Problem: Pull out every line in the data below that contains the word "clock", and copy each of those lines in full.

Listing:
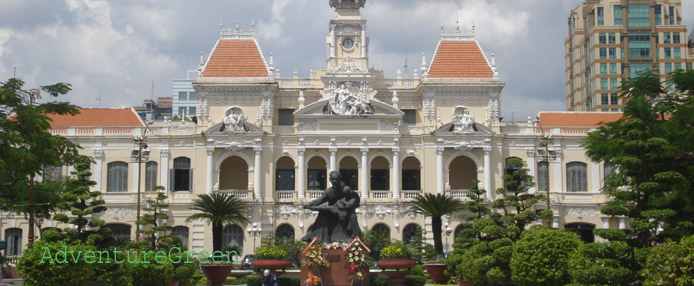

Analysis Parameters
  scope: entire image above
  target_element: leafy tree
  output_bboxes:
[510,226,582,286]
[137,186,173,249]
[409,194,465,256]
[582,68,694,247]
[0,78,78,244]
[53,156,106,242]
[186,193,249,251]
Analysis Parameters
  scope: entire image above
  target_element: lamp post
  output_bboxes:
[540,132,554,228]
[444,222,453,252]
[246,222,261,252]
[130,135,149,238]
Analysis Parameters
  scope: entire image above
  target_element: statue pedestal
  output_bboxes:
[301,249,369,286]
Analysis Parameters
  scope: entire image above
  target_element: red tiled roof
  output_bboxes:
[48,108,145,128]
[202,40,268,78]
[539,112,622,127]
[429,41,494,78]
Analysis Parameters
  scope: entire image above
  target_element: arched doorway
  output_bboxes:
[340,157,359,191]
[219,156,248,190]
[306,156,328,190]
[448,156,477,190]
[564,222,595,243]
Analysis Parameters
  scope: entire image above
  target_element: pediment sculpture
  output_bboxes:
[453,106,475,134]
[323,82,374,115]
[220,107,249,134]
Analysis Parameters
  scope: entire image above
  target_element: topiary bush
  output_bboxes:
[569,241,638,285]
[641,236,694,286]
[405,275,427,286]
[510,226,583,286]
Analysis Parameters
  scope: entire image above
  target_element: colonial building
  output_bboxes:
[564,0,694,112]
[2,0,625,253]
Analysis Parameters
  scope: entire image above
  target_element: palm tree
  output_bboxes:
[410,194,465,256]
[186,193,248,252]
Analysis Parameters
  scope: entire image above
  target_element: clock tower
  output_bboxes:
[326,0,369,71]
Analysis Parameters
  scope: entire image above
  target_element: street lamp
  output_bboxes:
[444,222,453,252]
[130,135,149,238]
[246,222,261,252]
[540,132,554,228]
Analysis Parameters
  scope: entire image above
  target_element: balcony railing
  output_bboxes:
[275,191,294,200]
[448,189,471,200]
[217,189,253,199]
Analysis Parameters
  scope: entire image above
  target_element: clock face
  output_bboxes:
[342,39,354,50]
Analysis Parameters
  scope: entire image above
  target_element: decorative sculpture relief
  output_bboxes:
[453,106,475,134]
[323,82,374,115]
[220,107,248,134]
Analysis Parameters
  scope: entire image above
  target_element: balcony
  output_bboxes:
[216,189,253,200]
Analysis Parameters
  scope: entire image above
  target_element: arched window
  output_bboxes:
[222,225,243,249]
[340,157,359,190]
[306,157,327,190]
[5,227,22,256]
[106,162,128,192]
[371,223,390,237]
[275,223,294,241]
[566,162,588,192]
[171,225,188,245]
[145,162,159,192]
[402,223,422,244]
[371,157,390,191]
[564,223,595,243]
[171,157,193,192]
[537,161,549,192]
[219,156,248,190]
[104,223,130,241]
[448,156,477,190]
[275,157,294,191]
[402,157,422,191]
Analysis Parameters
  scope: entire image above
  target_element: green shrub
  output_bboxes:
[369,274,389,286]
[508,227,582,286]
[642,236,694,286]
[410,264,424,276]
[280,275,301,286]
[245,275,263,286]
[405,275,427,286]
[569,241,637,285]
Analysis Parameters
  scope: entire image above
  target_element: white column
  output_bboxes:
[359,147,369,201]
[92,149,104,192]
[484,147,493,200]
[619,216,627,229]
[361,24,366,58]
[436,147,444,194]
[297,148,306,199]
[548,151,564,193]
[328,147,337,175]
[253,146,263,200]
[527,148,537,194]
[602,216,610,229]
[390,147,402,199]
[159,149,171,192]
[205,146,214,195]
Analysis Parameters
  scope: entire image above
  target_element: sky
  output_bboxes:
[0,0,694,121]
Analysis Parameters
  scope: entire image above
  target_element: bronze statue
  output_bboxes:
* * *
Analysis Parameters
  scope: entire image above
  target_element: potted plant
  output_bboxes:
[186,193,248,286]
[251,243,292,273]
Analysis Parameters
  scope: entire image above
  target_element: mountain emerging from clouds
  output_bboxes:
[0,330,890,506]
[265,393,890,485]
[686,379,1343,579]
* * *
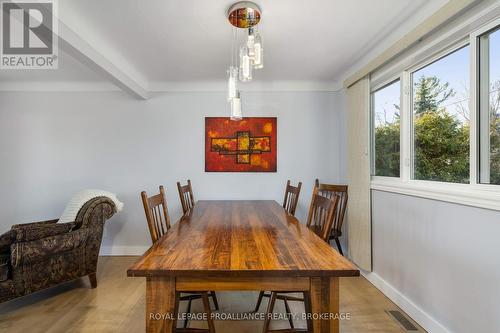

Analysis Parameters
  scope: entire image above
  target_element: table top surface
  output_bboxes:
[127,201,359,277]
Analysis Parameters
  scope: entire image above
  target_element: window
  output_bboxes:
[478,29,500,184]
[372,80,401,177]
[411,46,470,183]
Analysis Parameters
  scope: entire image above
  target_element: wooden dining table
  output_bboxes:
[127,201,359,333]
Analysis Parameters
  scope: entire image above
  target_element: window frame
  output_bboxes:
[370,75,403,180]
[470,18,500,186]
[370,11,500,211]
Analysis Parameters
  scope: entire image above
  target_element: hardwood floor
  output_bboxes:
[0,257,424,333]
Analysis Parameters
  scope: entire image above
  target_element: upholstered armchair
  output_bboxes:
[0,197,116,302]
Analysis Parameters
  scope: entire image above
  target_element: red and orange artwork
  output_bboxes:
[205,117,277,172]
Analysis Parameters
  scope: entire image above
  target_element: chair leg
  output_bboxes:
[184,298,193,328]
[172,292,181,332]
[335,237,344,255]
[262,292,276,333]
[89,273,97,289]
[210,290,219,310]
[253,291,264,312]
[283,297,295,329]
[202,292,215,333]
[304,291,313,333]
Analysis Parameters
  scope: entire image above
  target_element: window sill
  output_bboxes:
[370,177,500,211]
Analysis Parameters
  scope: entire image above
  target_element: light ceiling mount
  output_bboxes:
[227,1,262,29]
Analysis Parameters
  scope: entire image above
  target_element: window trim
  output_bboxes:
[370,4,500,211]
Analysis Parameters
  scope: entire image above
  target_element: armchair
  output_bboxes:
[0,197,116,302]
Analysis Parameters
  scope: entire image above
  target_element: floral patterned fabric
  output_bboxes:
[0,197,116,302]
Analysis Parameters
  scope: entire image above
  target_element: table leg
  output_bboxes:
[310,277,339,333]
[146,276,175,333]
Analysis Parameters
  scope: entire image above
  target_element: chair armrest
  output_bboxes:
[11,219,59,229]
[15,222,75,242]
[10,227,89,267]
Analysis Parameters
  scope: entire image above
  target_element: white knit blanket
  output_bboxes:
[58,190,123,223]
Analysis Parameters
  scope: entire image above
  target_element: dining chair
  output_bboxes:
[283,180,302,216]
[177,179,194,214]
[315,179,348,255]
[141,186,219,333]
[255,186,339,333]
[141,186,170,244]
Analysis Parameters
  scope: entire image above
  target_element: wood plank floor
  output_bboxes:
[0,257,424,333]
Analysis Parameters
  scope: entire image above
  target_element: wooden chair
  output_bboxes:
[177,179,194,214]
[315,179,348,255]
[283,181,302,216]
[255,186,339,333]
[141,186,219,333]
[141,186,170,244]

Correct result:
  target_element: clock tower
  target_element: clock face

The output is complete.